======== TESTO ========

Mimosa

“Off the Top” è un incontro d’élite, un summit elegante di vecchi amici e maestri del groove.

Con il suo Hammond B-3, Jimmy Smith torna a imporsi come il grande architetto del soul jazz, e lo fa circondato da un cast stellare: George Benson alla chitarra, Grady Tate alla batteria, Ron Carter al contrabbasso e Stanley Turrentine al sax tenore.

È jazz d’alto livello, ma con un’anima decisamente calda e rilassata, da club fumoso più che da aula universitaria.

Il disco si apre con “On the Sunny Side of the Street”, e basta questa traccia per far capire che la chimica tra i musicisti è tangibile: swing naturale, interplay fluido, sorrisi che si intuiscono dietro ogni nota. Smith non forza mai la mano, lascia che il groove respiri, mentre Benson dispensa fraseggi brillanti con la sua solita eleganza.

La ‘title track’, “Off the Top”, è una jam rilassata ma energica, che vibra tra soul e blues con quell’inconfondibile sapore notturno. Smith qui è nel suo elemento: una miscela di virtuosismo mai esibito e una profonda sensualità ritmica. Turrentine si inserisce con il suo tono corposo e carezzevole, mentre Carter e Tate sono la colla invisibile che tiene tutto insieme con precisione chirurgica.

Tra le perle dell’album spicca “Autumn Leaves”, forse il brano più contemplativo e lirico del set. Qui Smith cesella ogni frase come se stesse scrivendo una lettera d’amore all’autunno stesso. Benson gli risponde con una delicatezza che sorprende e incanta.

========

• [CONSEGNA A]: Trascrivi il passo della recensione che parte da "È jazz d’alto" e prosegue fino a "con precisione chirurgica.", mettendo "ritmo" al posto di "groove".
• [CONSEGNA B]:
Rispondi in breve alle domande sulla recensione.
(i) Quale strumento suona Ron Carter?
(ii) Con quale brano si apre il disco?
(iii) Quale brano è indicato come forse il più contemplativo e lirico del set?
Basatevi soltanto sulla recensione, senza ricorrere ad altre fonti.

======== ESTRATTO DELLE RIGHE ========

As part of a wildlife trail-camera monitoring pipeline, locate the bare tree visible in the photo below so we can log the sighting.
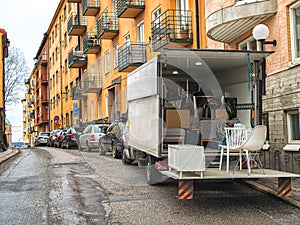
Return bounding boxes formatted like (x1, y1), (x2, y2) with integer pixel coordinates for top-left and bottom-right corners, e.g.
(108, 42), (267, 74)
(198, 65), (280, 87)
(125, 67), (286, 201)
(4, 47), (29, 105)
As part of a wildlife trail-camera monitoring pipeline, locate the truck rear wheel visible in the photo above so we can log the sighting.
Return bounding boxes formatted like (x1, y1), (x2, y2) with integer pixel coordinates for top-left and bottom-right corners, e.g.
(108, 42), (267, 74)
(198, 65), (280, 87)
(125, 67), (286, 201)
(146, 155), (164, 185)
(122, 149), (132, 165)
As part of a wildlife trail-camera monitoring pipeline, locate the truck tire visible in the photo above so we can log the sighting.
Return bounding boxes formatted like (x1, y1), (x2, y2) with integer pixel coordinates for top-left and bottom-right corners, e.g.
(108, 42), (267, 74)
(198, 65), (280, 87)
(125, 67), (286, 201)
(122, 149), (132, 165)
(146, 155), (164, 185)
(111, 144), (120, 159)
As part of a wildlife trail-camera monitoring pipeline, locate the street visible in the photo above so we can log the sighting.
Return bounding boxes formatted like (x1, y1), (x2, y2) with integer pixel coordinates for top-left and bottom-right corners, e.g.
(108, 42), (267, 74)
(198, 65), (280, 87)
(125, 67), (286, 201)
(0, 147), (300, 225)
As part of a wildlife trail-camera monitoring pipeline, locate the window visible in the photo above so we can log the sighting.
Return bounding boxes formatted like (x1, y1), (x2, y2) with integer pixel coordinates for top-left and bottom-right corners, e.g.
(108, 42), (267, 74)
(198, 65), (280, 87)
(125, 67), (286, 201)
(65, 59), (69, 73)
(65, 87), (69, 100)
(114, 44), (119, 69)
(287, 110), (300, 143)
(137, 21), (145, 42)
(64, 6), (67, 20)
(238, 37), (257, 51)
(290, 1), (300, 61)
(64, 33), (68, 47)
(104, 51), (109, 74)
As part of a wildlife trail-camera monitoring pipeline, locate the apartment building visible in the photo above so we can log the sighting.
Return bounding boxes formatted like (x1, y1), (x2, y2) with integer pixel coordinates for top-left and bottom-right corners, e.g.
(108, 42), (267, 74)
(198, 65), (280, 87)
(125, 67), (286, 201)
(205, 0), (300, 173)
(22, 77), (38, 147)
(40, 0), (205, 130)
(0, 28), (9, 151)
(33, 34), (50, 132)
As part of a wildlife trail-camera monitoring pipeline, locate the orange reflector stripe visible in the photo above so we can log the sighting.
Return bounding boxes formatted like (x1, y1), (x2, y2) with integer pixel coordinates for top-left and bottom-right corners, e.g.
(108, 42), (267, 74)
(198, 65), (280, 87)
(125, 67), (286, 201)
(277, 177), (292, 197)
(178, 180), (194, 199)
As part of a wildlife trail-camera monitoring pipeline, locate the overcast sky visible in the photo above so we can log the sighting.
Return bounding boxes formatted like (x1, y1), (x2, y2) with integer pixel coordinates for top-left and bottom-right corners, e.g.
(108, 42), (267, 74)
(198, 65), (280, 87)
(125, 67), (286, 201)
(0, 0), (60, 141)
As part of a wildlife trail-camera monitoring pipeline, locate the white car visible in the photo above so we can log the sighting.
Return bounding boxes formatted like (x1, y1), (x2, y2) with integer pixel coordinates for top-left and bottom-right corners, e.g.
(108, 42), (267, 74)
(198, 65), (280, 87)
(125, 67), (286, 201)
(78, 123), (109, 152)
(35, 132), (50, 146)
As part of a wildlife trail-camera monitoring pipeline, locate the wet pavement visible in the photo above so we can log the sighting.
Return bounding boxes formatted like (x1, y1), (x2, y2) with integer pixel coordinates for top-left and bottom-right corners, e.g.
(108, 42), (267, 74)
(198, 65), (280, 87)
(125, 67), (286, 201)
(0, 147), (300, 225)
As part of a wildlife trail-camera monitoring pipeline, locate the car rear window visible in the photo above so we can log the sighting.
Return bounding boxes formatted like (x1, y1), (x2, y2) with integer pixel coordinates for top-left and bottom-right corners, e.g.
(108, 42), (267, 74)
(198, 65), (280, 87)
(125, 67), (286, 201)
(95, 126), (108, 134)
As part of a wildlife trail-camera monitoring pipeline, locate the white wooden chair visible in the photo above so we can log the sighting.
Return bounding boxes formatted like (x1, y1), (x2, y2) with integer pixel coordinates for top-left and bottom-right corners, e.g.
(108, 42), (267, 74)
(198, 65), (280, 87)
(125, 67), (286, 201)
(219, 127), (248, 172)
(235, 125), (267, 175)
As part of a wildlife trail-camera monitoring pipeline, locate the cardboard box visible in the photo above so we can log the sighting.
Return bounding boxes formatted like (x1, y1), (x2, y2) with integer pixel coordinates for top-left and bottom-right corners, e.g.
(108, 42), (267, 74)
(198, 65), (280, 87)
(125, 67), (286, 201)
(166, 109), (190, 129)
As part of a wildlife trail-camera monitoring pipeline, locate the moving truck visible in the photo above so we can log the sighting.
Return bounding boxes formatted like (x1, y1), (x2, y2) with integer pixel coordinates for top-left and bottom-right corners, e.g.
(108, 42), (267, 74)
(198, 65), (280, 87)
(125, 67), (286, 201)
(123, 49), (300, 199)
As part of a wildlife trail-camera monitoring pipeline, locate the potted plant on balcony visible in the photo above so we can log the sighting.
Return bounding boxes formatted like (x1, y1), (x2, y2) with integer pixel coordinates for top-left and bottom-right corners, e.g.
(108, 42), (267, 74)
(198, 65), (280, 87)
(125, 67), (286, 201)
(180, 26), (189, 39)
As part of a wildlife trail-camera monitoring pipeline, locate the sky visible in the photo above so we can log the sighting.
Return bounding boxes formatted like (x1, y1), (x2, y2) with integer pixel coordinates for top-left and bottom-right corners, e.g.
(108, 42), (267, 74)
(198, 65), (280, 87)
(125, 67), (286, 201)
(0, 0), (60, 141)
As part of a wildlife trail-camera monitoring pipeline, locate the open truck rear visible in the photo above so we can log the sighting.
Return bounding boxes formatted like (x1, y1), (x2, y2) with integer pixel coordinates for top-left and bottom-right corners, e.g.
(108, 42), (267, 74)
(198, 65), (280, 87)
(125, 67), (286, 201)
(123, 49), (299, 198)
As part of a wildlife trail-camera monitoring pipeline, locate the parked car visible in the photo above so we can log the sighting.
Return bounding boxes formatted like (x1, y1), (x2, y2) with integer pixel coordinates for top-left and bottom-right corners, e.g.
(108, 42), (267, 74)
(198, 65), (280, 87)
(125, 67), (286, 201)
(35, 132), (50, 146)
(61, 127), (83, 148)
(47, 129), (60, 147)
(78, 123), (109, 151)
(99, 121), (126, 158)
(53, 129), (67, 148)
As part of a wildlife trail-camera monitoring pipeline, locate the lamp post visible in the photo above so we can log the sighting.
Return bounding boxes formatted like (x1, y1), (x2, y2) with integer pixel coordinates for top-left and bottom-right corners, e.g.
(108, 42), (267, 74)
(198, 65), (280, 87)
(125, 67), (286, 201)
(252, 24), (277, 51)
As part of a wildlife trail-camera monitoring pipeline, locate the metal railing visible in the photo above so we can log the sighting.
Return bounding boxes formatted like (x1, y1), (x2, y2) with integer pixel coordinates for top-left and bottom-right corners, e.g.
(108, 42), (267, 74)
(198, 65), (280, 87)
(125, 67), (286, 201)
(118, 42), (147, 72)
(151, 9), (192, 49)
(117, 0), (145, 16)
(84, 74), (102, 92)
(82, 34), (101, 53)
(97, 12), (119, 38)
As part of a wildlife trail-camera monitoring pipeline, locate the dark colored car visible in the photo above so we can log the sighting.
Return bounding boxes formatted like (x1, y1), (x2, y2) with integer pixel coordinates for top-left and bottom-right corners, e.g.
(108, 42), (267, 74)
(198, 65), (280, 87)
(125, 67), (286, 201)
(99, 121), (126, 158)
(35, 132), (50, 146)
(54, 129), (67, 148)
(61, 127), (83, 148)
(47, 129), (60, 147)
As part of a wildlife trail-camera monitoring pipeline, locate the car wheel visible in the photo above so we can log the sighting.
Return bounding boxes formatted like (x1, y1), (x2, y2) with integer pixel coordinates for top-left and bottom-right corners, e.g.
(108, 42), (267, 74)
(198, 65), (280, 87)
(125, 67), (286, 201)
(122, 149), (132, 165)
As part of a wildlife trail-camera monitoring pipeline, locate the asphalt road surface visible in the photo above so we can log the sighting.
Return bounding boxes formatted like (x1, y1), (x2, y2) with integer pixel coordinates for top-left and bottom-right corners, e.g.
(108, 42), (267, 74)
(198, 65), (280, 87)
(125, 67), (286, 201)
(0, 147), (300, 225)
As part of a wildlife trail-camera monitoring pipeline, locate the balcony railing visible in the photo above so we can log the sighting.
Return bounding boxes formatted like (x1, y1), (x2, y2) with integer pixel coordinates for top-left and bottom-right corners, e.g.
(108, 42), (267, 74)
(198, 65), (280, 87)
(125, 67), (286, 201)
(82, 0), (100, 16)
(68, 13), (86, 36)
(84, 74), (102, 93)
(151, 9), (193, 51)
(67, 0), (81, 3)
(82, 34), (101, 54)
(72, 86), (87, 100)
(97, 12), (119, 39)
(68, 49), (87, 68)
(117, 0), (145, 18)
(118, 43), (146, 72)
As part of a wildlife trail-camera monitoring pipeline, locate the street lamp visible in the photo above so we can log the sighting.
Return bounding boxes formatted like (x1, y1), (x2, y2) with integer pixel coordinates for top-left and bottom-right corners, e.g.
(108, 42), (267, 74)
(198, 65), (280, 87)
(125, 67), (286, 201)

========

• [SVOLGIMENTO A]:
È jazz d’alto livello, ma con un’anima decisamente calda e rilassata, da club fumoso più che da aula universitaria.

Il disco si apre con “On the Sunny Side of the Street”, e basta questa traccia per far capire che la chimica tra i musicisti è tangibile: swing naturale, interplay fluido, sorrisi che si intuiscono dietro ogni nota. Smith non forza mai la mano, lascia che il ritmo respiri, mentre Benson dispensa fraseggi brillanti con la sua solita eleganza.

La ‘title track’, “Off the Top”, è una jam rilassata ma energica, che vibra tra soul e blues con quell’inconfondibile sapore notturno. Smith qui è nel suo elemento: una miscela di virtuosismo mai esibito e una profonda sensualità ritmica. Turrentine si inserisce con il suo tono corposo e carezzevole, mentre Carter e Tate sono la colla invisibile che tiene tutto insieme con precisione chirurgica.

• [SVOLGIMENTO B]:
(i) Il contrabbasso.
(ii) "On the Sunny Side of the Street".
(iii) "Autumn Leaves".